(Your goal):
Locate each line among the data items below that contains the word "hair", and copy those lines out in full.

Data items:
◇ ◇ ◇ ◇

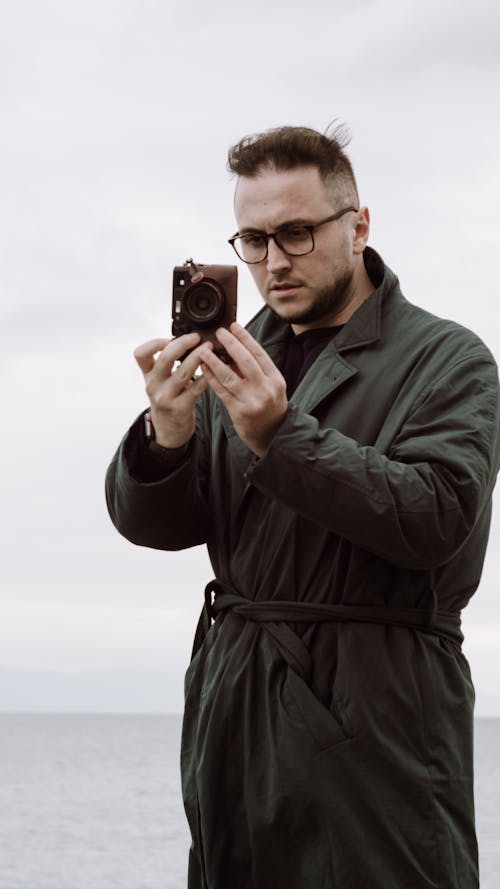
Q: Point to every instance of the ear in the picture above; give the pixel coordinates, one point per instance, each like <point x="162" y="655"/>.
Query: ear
<point x="361" y="230"/>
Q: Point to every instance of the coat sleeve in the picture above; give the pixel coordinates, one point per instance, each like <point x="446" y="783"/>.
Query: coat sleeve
<point x="416" y="505"/>
<point x="170" y="513"/>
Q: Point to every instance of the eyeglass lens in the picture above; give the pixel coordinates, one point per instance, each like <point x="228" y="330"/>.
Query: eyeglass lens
<point x="295" y="241"/>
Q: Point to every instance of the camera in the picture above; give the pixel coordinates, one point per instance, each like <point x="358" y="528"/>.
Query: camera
<point x="204" y="298"/>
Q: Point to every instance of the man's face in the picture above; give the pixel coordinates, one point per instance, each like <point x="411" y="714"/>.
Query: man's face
<point x="317" y="289"/>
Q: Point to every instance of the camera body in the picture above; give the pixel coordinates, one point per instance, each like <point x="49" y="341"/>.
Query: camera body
<point x="204" y="298"/>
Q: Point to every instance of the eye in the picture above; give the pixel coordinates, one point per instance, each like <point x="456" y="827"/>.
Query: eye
<point x="253" y="240"/>
<point x="295" y="233"/>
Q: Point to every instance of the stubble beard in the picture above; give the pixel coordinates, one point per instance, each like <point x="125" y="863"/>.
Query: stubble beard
<point x="328" y="302"/>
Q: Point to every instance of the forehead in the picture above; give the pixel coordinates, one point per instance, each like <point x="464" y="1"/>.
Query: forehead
<point x="273" y="197"/>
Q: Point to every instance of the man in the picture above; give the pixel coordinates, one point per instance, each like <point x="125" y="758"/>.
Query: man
<point x="340" y="473"/>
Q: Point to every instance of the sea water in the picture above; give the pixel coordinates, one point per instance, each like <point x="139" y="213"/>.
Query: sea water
<point x="94" y="802"/>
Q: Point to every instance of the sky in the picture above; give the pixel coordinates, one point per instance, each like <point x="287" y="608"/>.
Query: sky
<point x="116" y="119"/>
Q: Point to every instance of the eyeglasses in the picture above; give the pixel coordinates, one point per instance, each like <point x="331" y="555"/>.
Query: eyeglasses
<point x="294" y="240"/>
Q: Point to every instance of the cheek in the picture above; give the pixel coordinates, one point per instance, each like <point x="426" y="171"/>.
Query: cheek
<point x="258" y="274"/>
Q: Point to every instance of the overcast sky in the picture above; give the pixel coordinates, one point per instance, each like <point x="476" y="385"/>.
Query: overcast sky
<point x="116" y="120"/>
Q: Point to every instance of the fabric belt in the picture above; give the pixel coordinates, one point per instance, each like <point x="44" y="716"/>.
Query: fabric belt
<point x="220" y="598"/>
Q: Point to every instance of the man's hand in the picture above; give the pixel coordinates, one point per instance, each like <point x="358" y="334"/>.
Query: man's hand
<point x="253" y="390"/>
<point x="172" y="394"/>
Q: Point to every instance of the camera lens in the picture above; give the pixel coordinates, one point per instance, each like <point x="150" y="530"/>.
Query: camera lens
<point x="203" y="302"/>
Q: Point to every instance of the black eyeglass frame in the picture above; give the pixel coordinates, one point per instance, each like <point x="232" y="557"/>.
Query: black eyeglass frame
<point x="275" y="236"/>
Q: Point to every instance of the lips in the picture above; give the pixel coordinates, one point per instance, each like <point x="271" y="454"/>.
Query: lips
<point x="284" y="288"/>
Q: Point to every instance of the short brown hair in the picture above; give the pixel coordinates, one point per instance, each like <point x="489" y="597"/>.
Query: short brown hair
<point x="287" y="147"/>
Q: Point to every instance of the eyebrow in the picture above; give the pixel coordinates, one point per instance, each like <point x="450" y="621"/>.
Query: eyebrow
<point x="299" y="220"/>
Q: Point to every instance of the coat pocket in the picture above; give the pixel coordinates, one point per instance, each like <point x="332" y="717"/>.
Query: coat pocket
<point x="324" y="728"/>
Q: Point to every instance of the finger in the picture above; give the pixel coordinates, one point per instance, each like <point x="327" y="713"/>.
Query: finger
<point x="216" y="386"/>
<point x="260" y="355"/>
<point x="239" y="353"/>
<point x="185" y="372"/>
<point x="174" y="351"/>
<point x="144" y="354"/>
<point x="223" y="373"/>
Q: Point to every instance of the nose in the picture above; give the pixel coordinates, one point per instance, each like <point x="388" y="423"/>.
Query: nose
<point x="277" y="260"/>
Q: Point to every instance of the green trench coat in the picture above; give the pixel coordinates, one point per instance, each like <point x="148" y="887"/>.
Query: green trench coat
<point x="336" y="753"/>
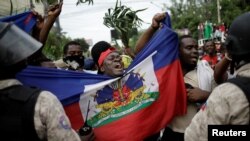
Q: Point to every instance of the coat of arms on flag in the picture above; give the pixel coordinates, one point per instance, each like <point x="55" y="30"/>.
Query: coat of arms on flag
<point x="129" y="108"/>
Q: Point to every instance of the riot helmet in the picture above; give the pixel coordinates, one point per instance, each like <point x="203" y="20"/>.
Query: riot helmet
<point x="15" y="45"/>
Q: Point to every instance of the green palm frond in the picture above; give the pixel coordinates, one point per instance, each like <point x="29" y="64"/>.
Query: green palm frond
<point x="123" y="19"/>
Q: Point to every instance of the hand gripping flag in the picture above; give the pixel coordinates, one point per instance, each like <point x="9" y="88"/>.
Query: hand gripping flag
<point x="25" y="21"/>
<point x="129" y="108"/>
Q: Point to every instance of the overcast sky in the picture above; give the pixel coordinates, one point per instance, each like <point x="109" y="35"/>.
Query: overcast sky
<point x="86" y="21"/>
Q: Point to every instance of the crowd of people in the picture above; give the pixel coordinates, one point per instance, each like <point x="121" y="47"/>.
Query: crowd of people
<point x="35" y="114"/>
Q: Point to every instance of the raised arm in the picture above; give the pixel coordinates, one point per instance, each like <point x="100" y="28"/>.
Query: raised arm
<point x="148" y="34"/>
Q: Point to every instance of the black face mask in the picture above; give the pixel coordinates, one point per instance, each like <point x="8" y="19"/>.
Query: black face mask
<point x="75" y="62"/>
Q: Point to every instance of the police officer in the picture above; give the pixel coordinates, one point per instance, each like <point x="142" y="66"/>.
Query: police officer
<point x="27" y="113"/>
<point x="228" y="103"/>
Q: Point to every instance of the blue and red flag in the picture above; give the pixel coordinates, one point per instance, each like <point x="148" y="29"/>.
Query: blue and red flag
<point x="25" y="21"/>
<point x="132" y="107"/>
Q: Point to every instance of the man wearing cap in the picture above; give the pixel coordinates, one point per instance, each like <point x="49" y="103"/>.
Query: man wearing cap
<point x="109" y="60"/>
<point x="228" y="103"/>
<point x="27" y="113"/>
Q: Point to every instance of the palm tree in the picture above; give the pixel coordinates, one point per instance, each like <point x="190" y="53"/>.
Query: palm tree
<point x="123" y="20"/>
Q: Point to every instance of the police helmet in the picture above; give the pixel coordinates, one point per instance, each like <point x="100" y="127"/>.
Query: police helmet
<point x="15" y="44"/>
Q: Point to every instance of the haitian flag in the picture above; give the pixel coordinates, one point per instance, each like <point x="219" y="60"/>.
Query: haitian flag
<point x="129" y="108"/>
<point x="25" y="21"/>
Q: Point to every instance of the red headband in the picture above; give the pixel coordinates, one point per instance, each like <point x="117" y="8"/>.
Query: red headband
<point x="104" y="55"/>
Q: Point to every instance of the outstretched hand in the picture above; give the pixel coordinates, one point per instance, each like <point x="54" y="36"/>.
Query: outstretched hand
<point x="55" y="10"/>
<point x="157" y="19"/>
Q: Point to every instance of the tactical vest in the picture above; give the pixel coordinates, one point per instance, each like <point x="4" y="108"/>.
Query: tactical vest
<point x="17" y="105"/>
<point x="244" y="84"/>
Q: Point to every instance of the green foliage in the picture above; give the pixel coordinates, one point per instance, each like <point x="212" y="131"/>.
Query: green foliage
<point x="188" y="14"/>
<point x="124" y="20"/>
<point x="53" y="48"/>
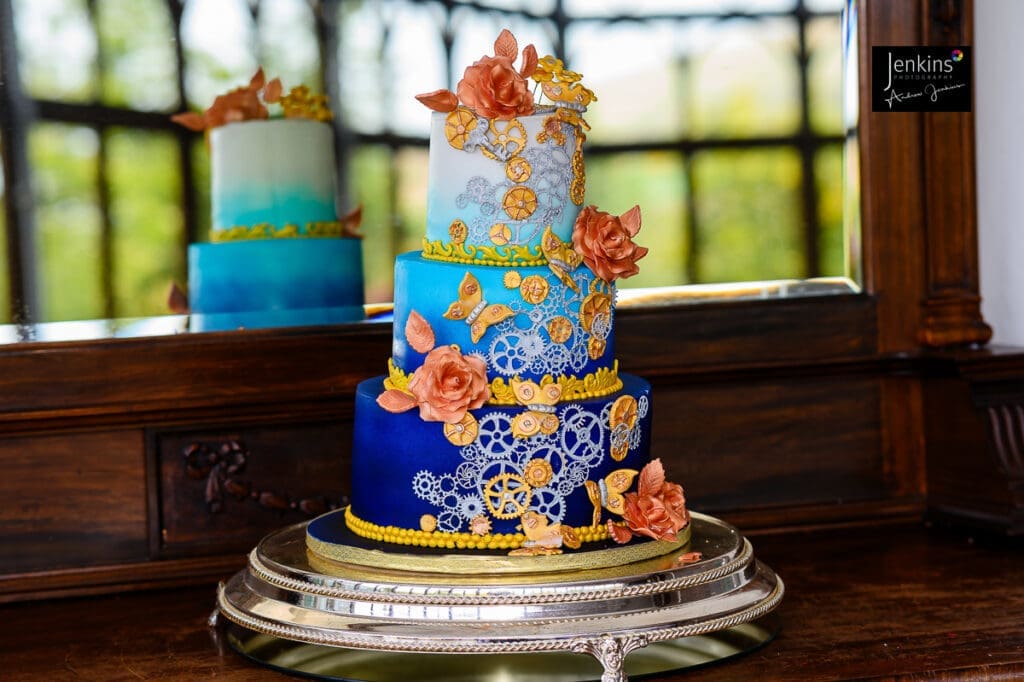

◇ ◇ ◇ ◇

(The completed task):
Q: Point to every instance of the short brown hair in the picture above; give the pixel coordinates, one point per instance, each like <point x="489" y="597"/>.
Query: short brown hair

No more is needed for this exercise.